→ Exercice proposé A:
Répondez aux questions suivantes à l'aide du texte sur le roman « Amerika ».
(i) Où Waldemar Salis s'installe-t-il après ses études ?
(ii) Qui épouse-t-il ?
(iii) À quelle page du roman se trouve le passage cité ?

══ Document source ══

Sergio Kokis nous entraîne vers la Terre promise

Sergio Kokis était hanté par cette histoire depuis son enfance. C’est du moins ce qu’il affirme à la fin de son nouveau roman «Amerika».
«L’histoire de Waldemar Salis et des gens de Lazispils, ces Russes originaires de la Baltique, restera nécessairement fragmentaire. Son résultat est soit un roman, soit une fable, même si beaucoup de ces gens existèrent vraiment et périrent comme ce fut raconté ici. Elle fut écrite parce que l’auteur la gardait dans son esprit depuis l’enfance, et il ne voulait pas qu’elle se perdit lorsqu’il ne serait plus là pour continuer à s’en souvenir, à l’enjoliver, à la transformer avec ses propres fictions au point d’en être réduit à l’imaginer entièrement à partir de simples bribes glanées il y a très longtemps.» (p.268)
Des événements qui nous font remonter au début du siècle dernier. Waldemar Salis, pasteur fils de pasteur itinérant, s’installe à Lazispils, village perdu de Livonie, après ses études. Ce rêveur est hanté par les histoires horribles que son père lui racontait pour l’endormir et les textes de la Bible. Il tente de demeurer optimiste, même s’il croit que la catastrophe est imminente. Il épouse Martha, une adolescente, se met à imaginer qu’il peut guider ses fidèles vers la Terre promise. Il confond rapidement certains passages bibliques avec ses fantasmes, surtout quand il insiste un peu trop auprès d’une bouteille de vodka. Est-il possible de tout recommencer, de trouver le paradis dans ce Nouveau Monde, cette terre d’Amérique d’où personne ne revient? Voilà bien la preuve que tous y trouvent fortune et bonheur. Tout comme personne ne revient de la mort pour informer les vivants.

═══

→ Exercice proposé B: Repérez chaque ligne des entrées qui contient la chaîne « letter », puis recopiez-la.

══ Données fournies ══

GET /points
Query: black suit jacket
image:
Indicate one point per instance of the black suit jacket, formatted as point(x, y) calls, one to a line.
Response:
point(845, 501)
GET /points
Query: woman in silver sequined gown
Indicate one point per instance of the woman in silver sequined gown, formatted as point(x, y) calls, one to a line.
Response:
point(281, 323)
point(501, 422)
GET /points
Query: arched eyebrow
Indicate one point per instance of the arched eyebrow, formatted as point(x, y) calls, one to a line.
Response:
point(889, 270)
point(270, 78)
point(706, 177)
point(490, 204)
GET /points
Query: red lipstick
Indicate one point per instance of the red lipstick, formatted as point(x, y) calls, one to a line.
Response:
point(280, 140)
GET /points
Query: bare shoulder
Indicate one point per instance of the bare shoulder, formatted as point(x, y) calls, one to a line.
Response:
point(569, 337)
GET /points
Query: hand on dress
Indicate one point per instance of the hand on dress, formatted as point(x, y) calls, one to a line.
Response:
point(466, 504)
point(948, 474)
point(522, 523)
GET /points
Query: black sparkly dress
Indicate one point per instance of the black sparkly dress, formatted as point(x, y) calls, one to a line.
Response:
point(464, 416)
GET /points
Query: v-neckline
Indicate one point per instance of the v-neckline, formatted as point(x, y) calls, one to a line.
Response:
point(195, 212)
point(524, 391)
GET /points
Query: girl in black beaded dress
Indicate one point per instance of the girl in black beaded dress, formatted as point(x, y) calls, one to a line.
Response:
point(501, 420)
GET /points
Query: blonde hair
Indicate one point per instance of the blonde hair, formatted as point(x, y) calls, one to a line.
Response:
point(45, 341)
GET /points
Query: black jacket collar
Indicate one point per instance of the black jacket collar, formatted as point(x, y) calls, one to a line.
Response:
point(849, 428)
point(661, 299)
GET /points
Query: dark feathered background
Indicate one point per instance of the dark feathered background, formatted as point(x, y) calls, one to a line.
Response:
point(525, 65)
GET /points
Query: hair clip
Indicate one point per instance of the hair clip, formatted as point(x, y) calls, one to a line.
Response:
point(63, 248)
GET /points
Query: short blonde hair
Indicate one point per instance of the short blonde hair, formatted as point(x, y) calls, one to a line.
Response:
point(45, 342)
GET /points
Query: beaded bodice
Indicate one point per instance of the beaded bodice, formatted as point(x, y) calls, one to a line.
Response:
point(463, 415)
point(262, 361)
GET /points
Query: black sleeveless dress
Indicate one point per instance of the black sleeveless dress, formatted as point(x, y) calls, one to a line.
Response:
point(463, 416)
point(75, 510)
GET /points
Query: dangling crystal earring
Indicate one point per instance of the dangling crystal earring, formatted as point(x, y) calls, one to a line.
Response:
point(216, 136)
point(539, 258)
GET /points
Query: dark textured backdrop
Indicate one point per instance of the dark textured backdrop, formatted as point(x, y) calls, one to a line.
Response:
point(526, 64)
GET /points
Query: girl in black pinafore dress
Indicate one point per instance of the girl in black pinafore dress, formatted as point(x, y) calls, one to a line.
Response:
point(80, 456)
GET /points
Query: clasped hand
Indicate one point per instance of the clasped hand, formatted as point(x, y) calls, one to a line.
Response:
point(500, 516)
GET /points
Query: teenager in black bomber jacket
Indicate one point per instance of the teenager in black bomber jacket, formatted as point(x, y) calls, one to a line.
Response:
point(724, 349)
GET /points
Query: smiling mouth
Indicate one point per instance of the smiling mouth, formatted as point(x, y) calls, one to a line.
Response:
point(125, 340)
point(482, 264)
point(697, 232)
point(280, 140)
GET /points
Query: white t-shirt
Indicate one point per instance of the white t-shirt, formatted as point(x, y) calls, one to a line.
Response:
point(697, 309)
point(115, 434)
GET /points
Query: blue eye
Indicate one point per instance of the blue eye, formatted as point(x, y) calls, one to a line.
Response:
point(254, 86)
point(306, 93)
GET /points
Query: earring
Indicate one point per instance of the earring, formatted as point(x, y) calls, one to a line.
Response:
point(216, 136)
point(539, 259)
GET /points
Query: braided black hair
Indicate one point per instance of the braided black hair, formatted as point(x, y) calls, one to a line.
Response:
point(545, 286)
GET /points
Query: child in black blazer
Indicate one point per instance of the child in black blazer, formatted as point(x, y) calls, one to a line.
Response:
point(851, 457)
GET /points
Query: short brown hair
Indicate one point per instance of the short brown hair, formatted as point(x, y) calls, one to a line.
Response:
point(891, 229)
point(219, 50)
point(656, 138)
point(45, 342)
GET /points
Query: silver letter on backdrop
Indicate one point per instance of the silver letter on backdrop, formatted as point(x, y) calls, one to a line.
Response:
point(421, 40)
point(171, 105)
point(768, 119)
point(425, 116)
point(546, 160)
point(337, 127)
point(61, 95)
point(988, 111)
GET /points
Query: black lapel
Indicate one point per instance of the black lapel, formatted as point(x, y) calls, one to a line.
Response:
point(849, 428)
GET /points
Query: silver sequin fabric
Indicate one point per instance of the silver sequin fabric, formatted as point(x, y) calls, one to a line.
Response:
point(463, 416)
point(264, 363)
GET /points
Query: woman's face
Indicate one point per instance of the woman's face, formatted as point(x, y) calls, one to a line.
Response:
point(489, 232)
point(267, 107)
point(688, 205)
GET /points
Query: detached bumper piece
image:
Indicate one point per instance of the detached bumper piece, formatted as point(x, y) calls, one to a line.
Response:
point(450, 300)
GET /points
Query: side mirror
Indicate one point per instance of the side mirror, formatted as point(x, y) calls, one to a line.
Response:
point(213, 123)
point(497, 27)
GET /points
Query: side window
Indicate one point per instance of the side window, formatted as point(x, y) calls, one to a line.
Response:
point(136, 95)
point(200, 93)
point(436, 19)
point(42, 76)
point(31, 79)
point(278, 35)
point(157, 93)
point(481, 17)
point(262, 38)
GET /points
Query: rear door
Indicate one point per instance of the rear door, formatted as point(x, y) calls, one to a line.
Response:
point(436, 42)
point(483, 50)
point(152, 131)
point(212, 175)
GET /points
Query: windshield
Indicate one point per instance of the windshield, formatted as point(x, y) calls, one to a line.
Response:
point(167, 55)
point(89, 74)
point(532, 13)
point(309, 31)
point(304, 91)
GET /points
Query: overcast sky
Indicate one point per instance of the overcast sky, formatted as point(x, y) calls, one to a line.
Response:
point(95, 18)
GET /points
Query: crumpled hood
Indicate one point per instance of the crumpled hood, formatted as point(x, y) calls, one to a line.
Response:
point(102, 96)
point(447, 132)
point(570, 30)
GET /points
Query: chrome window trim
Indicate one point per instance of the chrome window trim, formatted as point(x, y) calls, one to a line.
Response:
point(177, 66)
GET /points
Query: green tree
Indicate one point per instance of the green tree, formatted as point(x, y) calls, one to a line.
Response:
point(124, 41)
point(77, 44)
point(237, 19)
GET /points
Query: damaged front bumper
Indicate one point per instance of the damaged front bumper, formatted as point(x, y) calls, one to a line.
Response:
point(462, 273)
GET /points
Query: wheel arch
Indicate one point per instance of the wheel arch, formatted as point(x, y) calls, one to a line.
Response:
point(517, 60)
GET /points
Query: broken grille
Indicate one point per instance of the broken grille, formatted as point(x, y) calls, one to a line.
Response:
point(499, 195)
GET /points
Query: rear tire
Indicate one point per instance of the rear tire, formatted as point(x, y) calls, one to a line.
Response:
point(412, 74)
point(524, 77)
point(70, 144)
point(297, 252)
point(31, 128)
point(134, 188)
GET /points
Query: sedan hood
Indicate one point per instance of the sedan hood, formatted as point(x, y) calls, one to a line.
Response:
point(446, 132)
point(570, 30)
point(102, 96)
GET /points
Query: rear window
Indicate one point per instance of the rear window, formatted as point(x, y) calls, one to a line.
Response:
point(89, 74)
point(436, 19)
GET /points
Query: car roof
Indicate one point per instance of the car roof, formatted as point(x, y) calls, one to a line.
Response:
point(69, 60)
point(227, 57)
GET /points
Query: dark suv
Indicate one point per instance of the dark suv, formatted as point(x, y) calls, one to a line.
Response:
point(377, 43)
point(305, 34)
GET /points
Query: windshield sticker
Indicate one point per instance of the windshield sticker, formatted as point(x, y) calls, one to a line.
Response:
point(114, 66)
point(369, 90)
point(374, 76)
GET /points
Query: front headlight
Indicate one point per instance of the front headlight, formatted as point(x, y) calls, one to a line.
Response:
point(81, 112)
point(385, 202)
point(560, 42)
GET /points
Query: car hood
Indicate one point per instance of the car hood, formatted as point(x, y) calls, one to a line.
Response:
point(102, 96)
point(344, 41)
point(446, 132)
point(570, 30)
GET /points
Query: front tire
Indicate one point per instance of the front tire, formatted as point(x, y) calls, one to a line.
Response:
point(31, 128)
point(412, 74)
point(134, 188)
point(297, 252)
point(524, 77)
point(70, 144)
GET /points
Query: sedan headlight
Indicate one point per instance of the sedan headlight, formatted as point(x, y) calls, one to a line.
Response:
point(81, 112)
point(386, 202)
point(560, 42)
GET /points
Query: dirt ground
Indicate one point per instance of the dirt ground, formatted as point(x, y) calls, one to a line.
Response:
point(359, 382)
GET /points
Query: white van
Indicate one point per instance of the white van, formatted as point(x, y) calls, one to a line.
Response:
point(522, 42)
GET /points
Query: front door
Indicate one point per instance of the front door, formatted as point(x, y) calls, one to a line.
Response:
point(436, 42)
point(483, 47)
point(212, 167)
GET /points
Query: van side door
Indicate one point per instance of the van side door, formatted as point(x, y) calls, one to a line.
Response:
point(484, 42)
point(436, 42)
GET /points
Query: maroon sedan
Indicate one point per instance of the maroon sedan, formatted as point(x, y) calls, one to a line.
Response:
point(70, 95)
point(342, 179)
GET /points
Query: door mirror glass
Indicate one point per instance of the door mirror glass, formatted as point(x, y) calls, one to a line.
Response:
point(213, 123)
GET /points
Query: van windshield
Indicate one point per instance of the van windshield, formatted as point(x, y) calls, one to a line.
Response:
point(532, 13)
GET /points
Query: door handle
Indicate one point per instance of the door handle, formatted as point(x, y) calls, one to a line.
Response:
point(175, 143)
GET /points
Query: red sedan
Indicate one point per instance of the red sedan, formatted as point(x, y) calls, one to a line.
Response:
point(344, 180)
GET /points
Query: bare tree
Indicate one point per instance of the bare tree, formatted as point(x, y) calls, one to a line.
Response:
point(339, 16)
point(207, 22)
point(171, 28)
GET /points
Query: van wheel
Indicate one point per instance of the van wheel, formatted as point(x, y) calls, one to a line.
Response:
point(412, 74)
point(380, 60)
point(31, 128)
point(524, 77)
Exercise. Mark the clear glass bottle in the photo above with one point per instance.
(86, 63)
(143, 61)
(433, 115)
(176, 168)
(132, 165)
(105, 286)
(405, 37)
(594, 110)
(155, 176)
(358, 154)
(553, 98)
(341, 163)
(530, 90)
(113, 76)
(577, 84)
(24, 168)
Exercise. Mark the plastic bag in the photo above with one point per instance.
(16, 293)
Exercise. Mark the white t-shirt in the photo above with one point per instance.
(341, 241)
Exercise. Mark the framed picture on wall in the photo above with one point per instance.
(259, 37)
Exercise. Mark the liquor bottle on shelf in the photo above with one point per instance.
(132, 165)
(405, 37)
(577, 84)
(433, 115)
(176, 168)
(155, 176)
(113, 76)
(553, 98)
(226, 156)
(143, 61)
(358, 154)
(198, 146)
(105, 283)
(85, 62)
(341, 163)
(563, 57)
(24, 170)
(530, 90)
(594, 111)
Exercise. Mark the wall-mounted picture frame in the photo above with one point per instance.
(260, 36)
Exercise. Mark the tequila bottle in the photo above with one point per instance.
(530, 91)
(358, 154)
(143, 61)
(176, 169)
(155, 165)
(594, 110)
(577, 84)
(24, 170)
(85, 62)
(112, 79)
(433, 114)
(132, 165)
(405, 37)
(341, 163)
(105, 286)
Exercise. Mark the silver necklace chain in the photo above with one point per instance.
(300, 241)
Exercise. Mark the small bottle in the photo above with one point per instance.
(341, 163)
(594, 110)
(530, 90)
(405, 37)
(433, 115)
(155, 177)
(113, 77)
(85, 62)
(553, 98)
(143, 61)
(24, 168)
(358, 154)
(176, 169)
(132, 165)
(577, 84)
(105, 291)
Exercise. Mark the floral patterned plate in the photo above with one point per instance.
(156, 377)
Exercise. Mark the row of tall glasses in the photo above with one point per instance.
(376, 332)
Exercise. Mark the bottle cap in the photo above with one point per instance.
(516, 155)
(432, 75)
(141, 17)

═══

→ Solution rédigée A:
(i) À Lazispils, un village perdu de Livonie.
(ii) Martha, une adolescente.
(iii) À la page 268.

→ Solution rédigée B:
Query: silver letter on backdrop
Indicate one point per instance of the silver letter on backdrop, formatted as point(x, y) calls, one to a line.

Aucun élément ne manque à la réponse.